BEGIN DATA SUPPLIED

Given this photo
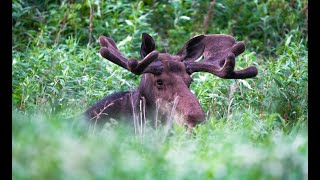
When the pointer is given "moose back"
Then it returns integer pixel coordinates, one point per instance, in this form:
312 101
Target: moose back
164 87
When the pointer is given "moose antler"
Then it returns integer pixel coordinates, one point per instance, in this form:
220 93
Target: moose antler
110 51
219 52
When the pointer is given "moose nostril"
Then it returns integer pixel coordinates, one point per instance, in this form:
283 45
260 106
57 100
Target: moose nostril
195 118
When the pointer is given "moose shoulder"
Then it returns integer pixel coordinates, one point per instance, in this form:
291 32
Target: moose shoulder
165 82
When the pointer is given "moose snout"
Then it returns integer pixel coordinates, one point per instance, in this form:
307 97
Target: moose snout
191 110
194 118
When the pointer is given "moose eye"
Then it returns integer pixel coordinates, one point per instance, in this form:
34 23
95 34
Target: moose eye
159 83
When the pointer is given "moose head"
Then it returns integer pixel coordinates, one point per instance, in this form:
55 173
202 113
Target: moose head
164 86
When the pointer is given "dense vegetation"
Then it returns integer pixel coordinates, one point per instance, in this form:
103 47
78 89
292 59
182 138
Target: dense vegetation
255 129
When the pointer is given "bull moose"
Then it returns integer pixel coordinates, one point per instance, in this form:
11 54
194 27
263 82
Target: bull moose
165 82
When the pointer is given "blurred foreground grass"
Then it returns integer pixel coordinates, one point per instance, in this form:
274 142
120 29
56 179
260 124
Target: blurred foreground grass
245 146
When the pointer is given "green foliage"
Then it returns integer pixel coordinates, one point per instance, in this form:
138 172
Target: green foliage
255 128
248 147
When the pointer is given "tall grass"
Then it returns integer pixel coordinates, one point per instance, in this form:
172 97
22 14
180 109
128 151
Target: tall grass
255 128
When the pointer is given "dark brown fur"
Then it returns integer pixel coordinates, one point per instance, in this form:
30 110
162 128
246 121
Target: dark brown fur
164 86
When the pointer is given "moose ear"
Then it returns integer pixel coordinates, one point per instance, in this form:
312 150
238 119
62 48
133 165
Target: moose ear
147 45
193 49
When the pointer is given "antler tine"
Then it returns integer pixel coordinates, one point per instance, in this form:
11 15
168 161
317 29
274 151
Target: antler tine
110 51
219 58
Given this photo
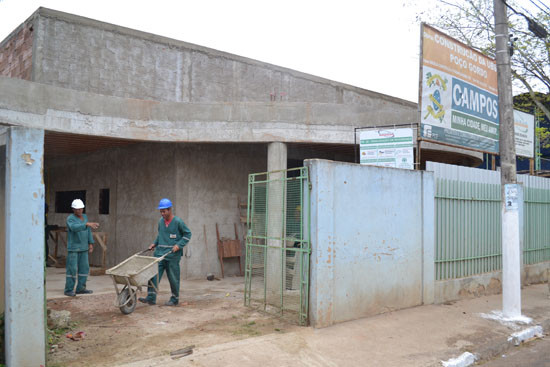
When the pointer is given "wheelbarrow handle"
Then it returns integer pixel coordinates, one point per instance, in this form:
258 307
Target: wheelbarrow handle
147 250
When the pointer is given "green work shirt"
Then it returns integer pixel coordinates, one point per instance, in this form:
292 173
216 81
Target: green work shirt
78 234
177 233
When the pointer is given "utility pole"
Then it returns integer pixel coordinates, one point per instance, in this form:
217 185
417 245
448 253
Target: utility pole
511 279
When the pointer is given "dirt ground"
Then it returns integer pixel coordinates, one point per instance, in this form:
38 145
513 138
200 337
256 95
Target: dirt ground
208 314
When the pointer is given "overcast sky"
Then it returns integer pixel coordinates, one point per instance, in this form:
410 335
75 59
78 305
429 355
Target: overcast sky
368 44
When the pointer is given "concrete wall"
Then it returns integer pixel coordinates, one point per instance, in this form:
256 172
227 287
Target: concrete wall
203 180
88 55
372 240
16 52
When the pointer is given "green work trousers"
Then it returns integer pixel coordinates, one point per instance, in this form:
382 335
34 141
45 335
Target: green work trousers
172 267
77 267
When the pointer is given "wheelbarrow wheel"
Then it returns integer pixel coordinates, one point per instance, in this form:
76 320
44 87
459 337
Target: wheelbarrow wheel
127 300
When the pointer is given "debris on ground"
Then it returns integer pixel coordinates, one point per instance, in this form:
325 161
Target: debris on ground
79 335
180 353
59 319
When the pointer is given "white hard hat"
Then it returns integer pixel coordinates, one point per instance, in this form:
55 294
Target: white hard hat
77 204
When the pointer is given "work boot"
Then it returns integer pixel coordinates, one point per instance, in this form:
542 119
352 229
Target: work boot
85 291
146 300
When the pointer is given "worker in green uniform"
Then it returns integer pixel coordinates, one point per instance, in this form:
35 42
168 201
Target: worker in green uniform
79 244
172 236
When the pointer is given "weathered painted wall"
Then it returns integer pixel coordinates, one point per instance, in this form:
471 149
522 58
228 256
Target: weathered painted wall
16 52
2 220
204 181
372 241
24 314
89 55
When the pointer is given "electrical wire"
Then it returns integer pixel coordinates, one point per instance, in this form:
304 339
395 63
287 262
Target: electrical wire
538 30
543 4
541 9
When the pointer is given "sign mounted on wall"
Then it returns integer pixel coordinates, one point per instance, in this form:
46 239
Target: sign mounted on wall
458 94
524 129
387 148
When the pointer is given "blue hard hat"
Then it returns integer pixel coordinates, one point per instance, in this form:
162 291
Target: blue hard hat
164 204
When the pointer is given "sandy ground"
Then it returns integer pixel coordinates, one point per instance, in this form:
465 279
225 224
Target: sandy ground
209 313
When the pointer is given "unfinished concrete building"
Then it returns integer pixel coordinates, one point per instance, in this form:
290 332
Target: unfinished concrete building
126 118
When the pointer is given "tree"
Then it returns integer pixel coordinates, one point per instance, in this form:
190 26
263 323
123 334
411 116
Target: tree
472 22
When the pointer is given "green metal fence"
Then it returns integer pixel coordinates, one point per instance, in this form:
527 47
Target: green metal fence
468 220
467 233
277 243
536 225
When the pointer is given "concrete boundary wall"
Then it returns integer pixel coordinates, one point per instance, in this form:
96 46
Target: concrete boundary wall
372 240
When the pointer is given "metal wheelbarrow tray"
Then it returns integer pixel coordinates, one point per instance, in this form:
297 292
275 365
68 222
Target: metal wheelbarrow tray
136 271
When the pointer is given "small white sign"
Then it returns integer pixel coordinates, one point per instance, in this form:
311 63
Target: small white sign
387 148
511 197
524 129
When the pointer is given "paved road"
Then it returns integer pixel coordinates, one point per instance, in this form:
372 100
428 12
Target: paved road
533 354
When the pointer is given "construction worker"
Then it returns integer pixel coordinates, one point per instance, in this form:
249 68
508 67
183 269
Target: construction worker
172 236
79 244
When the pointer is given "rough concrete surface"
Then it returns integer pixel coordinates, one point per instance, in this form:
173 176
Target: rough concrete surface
225 332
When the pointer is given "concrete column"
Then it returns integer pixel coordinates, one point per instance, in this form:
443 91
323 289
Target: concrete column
2 217
428 237
24 263
277 154
276 160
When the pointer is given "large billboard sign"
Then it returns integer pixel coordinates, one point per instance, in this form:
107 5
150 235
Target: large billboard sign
387 148
459 95
524 128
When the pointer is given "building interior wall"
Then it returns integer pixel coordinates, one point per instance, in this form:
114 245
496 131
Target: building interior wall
205 182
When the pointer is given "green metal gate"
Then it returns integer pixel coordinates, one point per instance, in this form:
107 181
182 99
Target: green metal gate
277 243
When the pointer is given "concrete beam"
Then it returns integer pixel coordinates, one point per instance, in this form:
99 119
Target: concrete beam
24 262
34 105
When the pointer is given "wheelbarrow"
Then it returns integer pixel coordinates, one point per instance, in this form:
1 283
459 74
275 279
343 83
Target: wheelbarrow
133 273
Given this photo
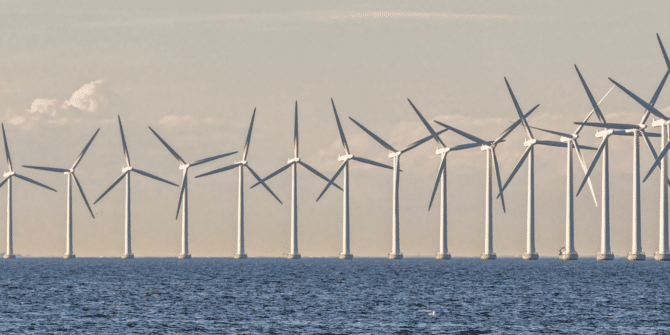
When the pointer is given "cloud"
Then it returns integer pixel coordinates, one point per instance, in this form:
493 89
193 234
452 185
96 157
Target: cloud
87 98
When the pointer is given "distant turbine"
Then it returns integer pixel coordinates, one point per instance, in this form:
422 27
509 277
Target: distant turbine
8 179
491 159
346 251
293 163
443 150
69 173
241 254
183 195
125 173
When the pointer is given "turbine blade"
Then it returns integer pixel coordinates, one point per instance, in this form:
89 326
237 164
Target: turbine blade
81 155
339 128
462 133
425 123
205 160
518 110
443 165
34 182
4 137
311 169
111 187
262 182
225 168
46 168
83 196
371 162
375 137
147 174
248 141
123 142
332 180
646 105
280 170
522 159
174 153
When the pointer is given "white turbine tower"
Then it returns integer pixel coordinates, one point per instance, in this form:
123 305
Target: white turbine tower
9 254
125 173
443 150
183 194
293 163
491 163
346 251
636 130
241 165
69 173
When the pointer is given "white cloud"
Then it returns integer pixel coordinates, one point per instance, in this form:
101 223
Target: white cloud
87 98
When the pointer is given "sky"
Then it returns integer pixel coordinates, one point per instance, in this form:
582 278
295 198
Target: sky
195 72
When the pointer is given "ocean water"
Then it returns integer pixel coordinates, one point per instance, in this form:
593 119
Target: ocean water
329 296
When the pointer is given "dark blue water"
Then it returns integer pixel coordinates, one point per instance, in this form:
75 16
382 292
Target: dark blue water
466 296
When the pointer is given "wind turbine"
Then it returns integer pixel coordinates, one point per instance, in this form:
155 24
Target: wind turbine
183 195
293 163
491 162
636 130
395 155
69 173
125 173
344 167
241 254
8 180
443 150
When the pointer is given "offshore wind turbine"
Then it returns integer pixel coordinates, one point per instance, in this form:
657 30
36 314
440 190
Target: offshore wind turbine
183 194
241 165
69 173
443 150
491 164
395 155
293 163
344 169
125 173
9 254
636 130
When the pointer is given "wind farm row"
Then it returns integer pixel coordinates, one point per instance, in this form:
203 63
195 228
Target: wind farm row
564 139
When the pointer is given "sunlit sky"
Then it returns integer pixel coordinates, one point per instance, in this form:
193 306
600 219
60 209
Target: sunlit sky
195 71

END DATA SUPPLIED

:: PROBLEM DETAILS ::
Copy exactly the lines that run from the one containing "Target: dark blue water" to the last line of the listing, both included, and nothing more.

:: SOLUTION FOR THIS TASK ::
Target: dark blue water
466 296
When the pointer is given "wind turbine"
Then it returns integer pixel coordinates, one point per instance, in this form:
155 24
Target: wind turbine
183 195
293 163
491 162
636 130
395 155
69 173
125 173
344 167
241 254
8 180
443 150
When the pointer is given "offshore wind turbine"
Then it returns integer pixel coordinates, one point per instance, in this form:
657 30
36 314
440 190
Target: offshore wind turbine
183 194
241 165
69 173
443 150
491 164
395 155
293 163
344 169
125 173
9 254
636 130
When the pointer is given "wind farm row"
Then it returns integer pixel coordinates, one point per instance, in this form:
203 63
195 228
Target: wind farm row
564 139
When the pointer is given "sunlit sky"
Then it returns integer pixel coordinates, one point per instance, in this form:
193 306
600 219
60 209
Target: sunlit sky
195 71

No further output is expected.